▶ **PROBLEM DESCRIPTION**: Lines before the one containing "foliage in the photo below." are not wanted. Transcribe that line and all after it exactly, to the end of the entries.
━━━━━ DATASET RECORDS
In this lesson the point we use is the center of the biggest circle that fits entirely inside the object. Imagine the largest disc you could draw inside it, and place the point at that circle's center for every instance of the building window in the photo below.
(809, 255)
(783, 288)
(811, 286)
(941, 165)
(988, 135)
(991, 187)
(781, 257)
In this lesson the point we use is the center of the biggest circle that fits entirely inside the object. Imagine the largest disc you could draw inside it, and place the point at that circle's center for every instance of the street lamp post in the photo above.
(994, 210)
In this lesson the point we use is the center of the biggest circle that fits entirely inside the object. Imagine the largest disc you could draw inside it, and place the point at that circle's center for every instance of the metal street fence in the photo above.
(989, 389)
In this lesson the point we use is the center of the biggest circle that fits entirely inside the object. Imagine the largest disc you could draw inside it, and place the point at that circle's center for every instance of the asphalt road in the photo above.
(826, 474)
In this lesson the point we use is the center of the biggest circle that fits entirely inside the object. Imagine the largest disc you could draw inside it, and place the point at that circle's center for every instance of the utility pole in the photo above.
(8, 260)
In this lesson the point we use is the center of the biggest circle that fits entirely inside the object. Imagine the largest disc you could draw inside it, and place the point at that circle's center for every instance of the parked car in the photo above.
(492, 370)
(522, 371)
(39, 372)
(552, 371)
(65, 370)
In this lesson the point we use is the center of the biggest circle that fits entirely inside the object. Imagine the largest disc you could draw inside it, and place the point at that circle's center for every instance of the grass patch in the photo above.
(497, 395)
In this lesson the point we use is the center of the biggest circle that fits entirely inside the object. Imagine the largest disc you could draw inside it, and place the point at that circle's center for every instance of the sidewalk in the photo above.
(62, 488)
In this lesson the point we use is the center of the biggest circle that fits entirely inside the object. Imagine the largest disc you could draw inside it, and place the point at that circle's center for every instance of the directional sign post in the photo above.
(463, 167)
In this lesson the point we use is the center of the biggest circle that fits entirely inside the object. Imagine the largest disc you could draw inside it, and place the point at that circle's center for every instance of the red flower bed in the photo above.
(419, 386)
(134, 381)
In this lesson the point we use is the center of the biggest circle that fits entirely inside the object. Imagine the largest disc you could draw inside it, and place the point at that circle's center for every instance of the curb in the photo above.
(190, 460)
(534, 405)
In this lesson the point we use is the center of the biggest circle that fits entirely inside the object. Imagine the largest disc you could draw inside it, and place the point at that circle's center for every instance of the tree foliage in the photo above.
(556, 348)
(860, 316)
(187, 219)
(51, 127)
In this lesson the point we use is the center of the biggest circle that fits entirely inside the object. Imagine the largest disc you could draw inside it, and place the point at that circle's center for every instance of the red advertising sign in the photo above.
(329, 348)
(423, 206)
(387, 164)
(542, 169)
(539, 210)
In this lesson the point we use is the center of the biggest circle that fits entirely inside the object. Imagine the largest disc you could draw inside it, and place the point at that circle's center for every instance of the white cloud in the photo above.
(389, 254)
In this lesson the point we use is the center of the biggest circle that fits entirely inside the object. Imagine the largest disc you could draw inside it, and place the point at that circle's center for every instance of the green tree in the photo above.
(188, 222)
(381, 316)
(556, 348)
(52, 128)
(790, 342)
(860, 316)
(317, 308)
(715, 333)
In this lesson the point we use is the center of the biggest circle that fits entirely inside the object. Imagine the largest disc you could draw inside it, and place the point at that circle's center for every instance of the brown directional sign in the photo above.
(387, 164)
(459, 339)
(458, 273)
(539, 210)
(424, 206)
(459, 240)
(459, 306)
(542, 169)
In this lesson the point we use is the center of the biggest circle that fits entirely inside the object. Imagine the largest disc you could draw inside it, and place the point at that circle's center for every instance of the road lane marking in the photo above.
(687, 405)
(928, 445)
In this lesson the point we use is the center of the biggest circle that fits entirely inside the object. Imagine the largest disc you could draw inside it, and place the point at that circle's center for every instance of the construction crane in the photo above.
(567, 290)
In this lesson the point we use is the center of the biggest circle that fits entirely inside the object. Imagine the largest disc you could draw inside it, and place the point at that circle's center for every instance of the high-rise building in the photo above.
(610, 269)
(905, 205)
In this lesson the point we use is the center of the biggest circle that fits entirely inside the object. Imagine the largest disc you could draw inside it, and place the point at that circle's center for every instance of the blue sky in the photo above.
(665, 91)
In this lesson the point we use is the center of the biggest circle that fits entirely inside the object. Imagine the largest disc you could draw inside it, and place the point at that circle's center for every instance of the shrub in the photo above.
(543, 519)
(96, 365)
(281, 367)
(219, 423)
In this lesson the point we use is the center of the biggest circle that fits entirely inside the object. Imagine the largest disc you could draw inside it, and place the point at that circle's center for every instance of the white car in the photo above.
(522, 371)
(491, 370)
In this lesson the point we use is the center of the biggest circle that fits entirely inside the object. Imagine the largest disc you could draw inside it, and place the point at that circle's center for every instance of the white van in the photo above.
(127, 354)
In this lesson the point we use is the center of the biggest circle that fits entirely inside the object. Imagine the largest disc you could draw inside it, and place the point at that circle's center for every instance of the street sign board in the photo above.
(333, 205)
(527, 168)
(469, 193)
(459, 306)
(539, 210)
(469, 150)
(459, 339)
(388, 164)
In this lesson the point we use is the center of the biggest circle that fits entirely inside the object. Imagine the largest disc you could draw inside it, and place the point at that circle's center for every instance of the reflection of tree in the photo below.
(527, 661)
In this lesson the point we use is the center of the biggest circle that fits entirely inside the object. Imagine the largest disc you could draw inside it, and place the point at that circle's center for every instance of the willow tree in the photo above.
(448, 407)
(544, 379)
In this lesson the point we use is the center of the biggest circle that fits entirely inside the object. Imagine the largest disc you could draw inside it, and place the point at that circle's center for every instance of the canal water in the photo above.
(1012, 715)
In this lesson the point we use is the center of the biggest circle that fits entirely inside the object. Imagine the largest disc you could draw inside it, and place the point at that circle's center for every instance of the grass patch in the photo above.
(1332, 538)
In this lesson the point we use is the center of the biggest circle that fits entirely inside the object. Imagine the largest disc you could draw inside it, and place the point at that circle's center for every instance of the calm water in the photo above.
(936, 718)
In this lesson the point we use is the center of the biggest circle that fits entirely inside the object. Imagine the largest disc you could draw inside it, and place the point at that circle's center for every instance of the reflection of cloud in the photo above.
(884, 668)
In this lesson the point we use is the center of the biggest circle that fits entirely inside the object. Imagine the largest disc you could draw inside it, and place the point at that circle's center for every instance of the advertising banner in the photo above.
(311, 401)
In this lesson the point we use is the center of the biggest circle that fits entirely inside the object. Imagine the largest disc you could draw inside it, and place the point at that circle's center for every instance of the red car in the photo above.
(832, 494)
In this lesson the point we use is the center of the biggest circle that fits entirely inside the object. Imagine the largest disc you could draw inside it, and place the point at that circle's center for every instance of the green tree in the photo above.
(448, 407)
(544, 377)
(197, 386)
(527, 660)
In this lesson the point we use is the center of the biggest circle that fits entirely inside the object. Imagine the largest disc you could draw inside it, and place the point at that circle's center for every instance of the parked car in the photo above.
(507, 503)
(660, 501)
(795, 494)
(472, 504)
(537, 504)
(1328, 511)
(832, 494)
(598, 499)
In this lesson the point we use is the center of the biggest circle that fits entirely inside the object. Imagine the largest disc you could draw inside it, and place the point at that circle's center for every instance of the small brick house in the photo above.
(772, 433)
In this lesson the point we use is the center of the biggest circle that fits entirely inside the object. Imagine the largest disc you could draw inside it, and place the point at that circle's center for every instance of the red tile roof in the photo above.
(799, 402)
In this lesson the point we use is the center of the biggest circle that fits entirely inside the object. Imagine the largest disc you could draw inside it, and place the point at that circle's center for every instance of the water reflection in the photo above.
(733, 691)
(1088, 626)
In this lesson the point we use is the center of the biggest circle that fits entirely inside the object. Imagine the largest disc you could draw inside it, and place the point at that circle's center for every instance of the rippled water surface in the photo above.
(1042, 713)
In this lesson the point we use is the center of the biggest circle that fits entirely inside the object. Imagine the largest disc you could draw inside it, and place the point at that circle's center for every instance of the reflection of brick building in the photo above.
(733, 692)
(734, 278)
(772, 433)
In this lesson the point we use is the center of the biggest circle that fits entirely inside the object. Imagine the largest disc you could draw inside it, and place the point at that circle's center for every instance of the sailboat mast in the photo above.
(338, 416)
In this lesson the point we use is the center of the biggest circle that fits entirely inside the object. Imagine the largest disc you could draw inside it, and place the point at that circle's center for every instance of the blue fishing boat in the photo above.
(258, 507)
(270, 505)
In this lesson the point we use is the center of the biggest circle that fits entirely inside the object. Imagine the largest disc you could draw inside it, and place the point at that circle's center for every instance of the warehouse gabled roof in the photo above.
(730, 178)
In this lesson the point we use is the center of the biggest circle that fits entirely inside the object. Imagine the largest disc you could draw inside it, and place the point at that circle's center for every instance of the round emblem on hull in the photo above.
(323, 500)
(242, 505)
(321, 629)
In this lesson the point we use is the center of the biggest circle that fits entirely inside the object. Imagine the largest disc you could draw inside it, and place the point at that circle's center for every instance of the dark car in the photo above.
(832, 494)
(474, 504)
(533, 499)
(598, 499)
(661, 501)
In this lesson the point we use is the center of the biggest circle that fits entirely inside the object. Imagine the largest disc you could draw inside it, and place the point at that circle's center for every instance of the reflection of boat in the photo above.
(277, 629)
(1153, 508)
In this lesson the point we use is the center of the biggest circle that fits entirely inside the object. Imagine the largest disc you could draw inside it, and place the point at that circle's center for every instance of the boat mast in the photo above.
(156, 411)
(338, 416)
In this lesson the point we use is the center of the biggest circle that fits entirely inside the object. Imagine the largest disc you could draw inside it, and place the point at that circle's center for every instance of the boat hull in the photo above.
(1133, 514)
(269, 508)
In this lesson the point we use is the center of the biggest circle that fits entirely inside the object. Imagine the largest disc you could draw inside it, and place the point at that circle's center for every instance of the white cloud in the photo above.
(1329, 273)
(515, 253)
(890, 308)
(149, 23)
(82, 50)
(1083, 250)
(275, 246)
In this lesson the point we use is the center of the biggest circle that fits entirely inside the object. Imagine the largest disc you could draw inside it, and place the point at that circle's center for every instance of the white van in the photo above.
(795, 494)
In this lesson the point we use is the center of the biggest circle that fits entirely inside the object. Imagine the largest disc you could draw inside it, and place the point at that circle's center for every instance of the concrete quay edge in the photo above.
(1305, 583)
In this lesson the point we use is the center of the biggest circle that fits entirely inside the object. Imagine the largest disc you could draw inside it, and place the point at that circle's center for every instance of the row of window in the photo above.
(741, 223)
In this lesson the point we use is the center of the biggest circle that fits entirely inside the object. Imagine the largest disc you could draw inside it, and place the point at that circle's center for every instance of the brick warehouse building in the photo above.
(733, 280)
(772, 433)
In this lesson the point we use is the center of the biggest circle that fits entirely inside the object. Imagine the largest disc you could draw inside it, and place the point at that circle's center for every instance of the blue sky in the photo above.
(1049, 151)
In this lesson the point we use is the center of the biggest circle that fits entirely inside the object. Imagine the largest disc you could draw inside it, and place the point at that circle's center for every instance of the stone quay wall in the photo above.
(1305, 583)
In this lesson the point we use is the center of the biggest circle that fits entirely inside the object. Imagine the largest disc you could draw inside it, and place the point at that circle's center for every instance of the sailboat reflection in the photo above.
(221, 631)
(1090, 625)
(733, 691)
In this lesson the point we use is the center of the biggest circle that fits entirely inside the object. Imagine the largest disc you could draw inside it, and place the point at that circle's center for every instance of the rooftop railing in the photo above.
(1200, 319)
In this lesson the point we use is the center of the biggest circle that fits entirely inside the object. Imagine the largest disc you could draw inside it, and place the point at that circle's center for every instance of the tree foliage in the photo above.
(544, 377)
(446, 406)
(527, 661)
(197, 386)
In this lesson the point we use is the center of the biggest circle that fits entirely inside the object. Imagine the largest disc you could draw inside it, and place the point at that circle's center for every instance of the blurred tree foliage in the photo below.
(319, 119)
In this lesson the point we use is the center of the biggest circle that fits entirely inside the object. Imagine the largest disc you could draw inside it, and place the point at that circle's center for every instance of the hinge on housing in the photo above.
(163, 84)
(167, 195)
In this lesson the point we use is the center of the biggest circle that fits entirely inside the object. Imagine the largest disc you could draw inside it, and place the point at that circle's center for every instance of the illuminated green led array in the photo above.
━━━━━━━━━━
▶ **OUTPUT OF THE EXERCISE**:
In this lesson the point we use is the center of the biggest circle that fits entirely inside the object. Imagine the largest disc you could draw inside it, and place the point at that circle's center for every instance of the blurred tree foliage in the photo below.
(319, 119)
In this lesson the point we use is the center of the biggest circle that fits entirely inside the object. Imagine the largest disc you could draw inside it, and place the point at that circle's center for every instance of the hinge on housing in the photo above.
(163, 84)
(167, 195)
In this lesson the point we use is the center of the biggest circle that fits entirely inside the object. Imagine the largest disc you could draw inside it, and place the point at that circle's center for every instance of the illuminated green led array in the photo above.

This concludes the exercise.